_Direction_
Transcribe every line of the listing below without alteration, omitting the pictures from your answer.

[Pointing entries for labeled objects]
::::

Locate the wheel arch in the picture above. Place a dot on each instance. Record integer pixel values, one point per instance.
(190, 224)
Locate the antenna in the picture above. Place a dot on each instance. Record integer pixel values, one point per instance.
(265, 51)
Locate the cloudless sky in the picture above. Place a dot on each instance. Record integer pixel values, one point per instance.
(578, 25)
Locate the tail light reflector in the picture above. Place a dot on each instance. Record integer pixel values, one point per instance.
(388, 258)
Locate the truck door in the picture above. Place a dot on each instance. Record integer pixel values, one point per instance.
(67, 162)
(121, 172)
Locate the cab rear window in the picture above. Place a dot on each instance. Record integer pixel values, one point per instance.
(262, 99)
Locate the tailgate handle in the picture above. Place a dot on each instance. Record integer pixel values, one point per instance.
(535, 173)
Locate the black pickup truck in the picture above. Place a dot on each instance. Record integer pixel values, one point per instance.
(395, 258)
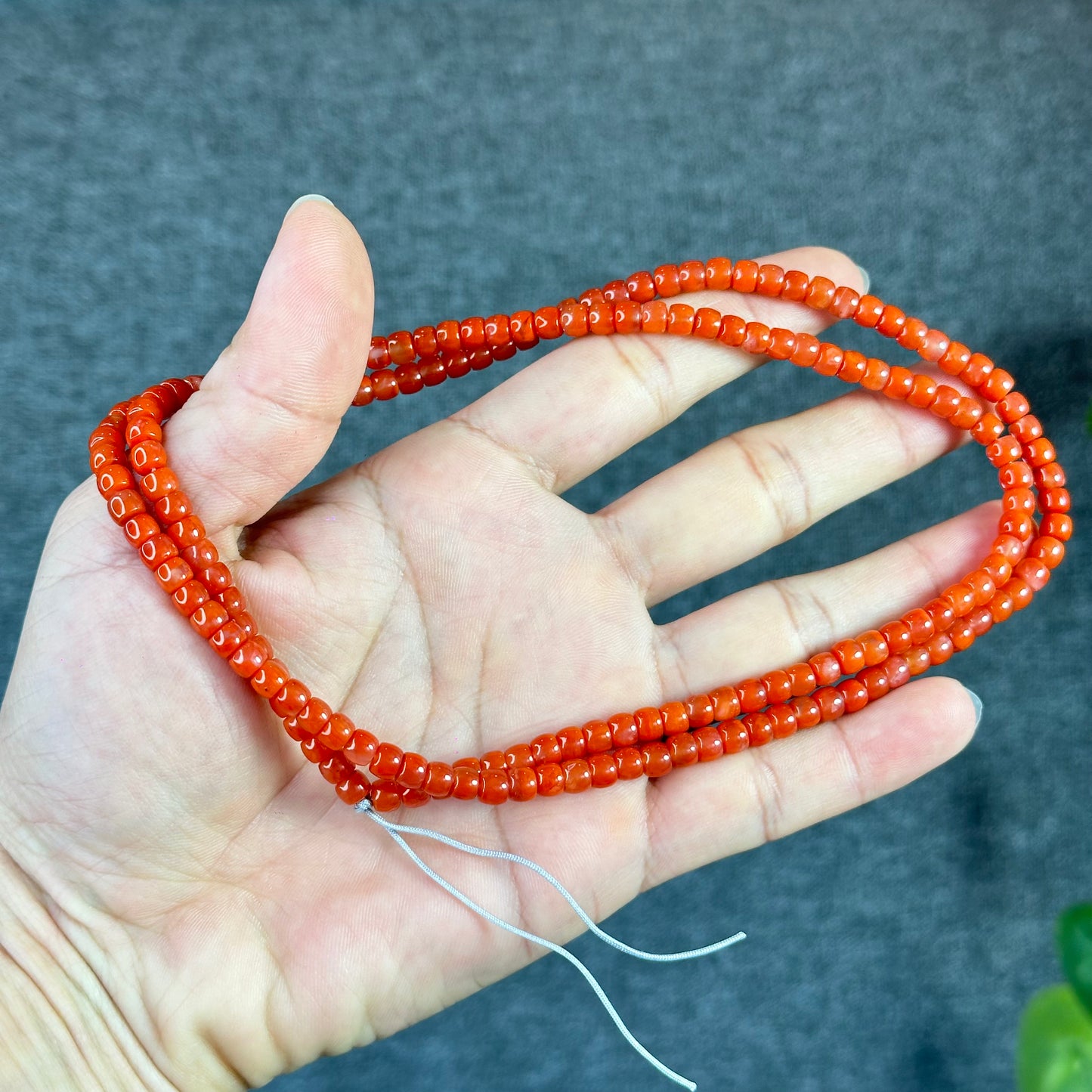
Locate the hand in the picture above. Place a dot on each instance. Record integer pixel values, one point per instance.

::::

_Expected answer_
Locate the wheel arch in the picture above. Place a dot on each instance. Record integer pixel values, one point per instance.
(190, 224)
Locate the antenna in the picture above. Place a dot on each instance. Record integer pixel values, one point per instance.
(265, 51)
Locate the cloudless sky in the picture above. Place a dot on each instance. Record integer pixel values, one point per instance.
(578, 25)
Locate the tail light reflector in the picture above. Place a dot on each instance. Record integer pixel values, one point per instance.
(388, 258)
Locate the truck door in the picture above. Place a dot on each instance. Record integer pixel values, one point per instance.
(67, 162)
(121, 172)
Locate the cab rear window in the picture above. Place a dot on each instance. Record integer pixel values, one point per instance.
(262, 99)
Locate the tailgate handle in the picture above. Place a dot on each instance. Record integer pixel values, one point per instance.
(535, 173)
Locate the black pickup truck in the picture above. Place a dot on each instance. Record integer pixel values, one point per instance.
(395, 258)
Locate the hand in the picture above. Place a dot on each instance. Record integer pixel values, one point per instance.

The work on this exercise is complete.